▶ TRECHO DO TEXTO:
Ganhou agilidade? Sim, mas também uma tremenda perda de identidade e uma viagem à beira do caos com muito mais problemas e dificuldades do que tinham antes.
Frustradas pela ilusão
Uma das principais razões dadas para começar pelo propósito está relacionada ao ganhar engajamento e motivação. Mas, como bem sabemos, mesmo quando não admitimos: tudo que é desenhado primariamente para motivar e engajar pessoas, inevitavelmente, esconde algo sujo por trás.
Na maioria das vezes, infelizmente, desenhamos “propósito” na busca por algo inspirador, belo, que tenha glamour. Nessa linha, criamos com frequência propósitos fictícios que, ao passar o efeito alucinógeno inicial, moverá aquele batalhão de pessoas, do engajamento para a crítica, da motivação para a frustração, da empolgação para a ilusão.
Talvez você esteja pensando, “mas aí está o erro, você precisa criar um propósito alinhado com a realidade da empresa”. E eu concordo! Mas, como fazer isso se nós não aceitamos ou sequer conhecemos nossa realidade? Como fazer isso — de verdade—se nós começamos pelo propósito?
Perceba que minha proposta aqui não é desqualificar a importância do propósito, mas sim desencorajar a ideia de COMEÇAR pelo propósito. Minha sugestão é começar pelo contexto (where), para então movermo-nos ao propósito com os pés no chão.
Começar pelo contexto nos dá a clareza de que estamos partindo da mesma página, enxergamos a realidade de forma límpida, e não romantizada. Qualquer propósito, por mais inspirador que seja, se não me passa a clareza de que estamos partindo do mesmo ponto, soa, cedo ou tarde, como ficção, e deixa de transmitir credibilidade, virando #piadainterna.

[Itens de dados]
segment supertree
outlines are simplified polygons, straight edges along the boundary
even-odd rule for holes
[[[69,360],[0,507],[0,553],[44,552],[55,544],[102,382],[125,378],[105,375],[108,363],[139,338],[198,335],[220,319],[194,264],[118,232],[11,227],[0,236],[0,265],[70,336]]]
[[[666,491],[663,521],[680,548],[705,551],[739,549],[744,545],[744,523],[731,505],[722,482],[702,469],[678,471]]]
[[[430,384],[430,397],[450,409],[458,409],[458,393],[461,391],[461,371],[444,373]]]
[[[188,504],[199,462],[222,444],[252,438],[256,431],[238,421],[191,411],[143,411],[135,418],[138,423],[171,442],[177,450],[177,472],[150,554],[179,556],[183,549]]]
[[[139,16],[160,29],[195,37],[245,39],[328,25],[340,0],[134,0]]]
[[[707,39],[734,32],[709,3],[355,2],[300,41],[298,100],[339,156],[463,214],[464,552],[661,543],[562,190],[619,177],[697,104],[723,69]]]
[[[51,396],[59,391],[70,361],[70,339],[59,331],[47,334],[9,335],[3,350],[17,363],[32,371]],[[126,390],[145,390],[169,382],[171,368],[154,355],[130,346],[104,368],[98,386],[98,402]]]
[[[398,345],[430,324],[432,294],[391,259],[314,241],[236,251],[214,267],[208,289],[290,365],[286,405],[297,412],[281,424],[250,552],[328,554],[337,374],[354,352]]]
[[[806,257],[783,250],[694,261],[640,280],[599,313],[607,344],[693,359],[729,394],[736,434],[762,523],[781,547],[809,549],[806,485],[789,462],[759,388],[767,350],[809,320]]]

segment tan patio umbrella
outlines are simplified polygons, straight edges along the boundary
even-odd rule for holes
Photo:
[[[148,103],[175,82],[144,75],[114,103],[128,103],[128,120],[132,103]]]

▶ TAREFA ESCRITA 1:
Responda, com base no texto sobre propósito:
(a) Qual é uma das principais razões dadas para começar pelo propósito?
(b) Que tipo de propósito o texto diz que criamos com frequência ao buscar algo inspirador?
(c) Por onde o texto sugere começar?
▶ TAREFA ESCRITA 2:
Resuma em duas frases o texto sobre propósito.

▶ RESPOSTA CORRETA 1:
(a) Ganhar engajamento e motivação.
(b) Propósitos fictícios.
(c) Pelo contexto (where).

▶ RESPOSTA CORRETA 2:
Começar pelo propósito em busca de engajamento e motivação costuma gerar propósitos fictícios, que levam as pessoas da motivação para a frustração. Sem desqualificar o propósito, o texto propõe começar pelo contexto, que mostra a realidade de forma límpida e não romantizada, para então chegar ao propósito com os pés no chão.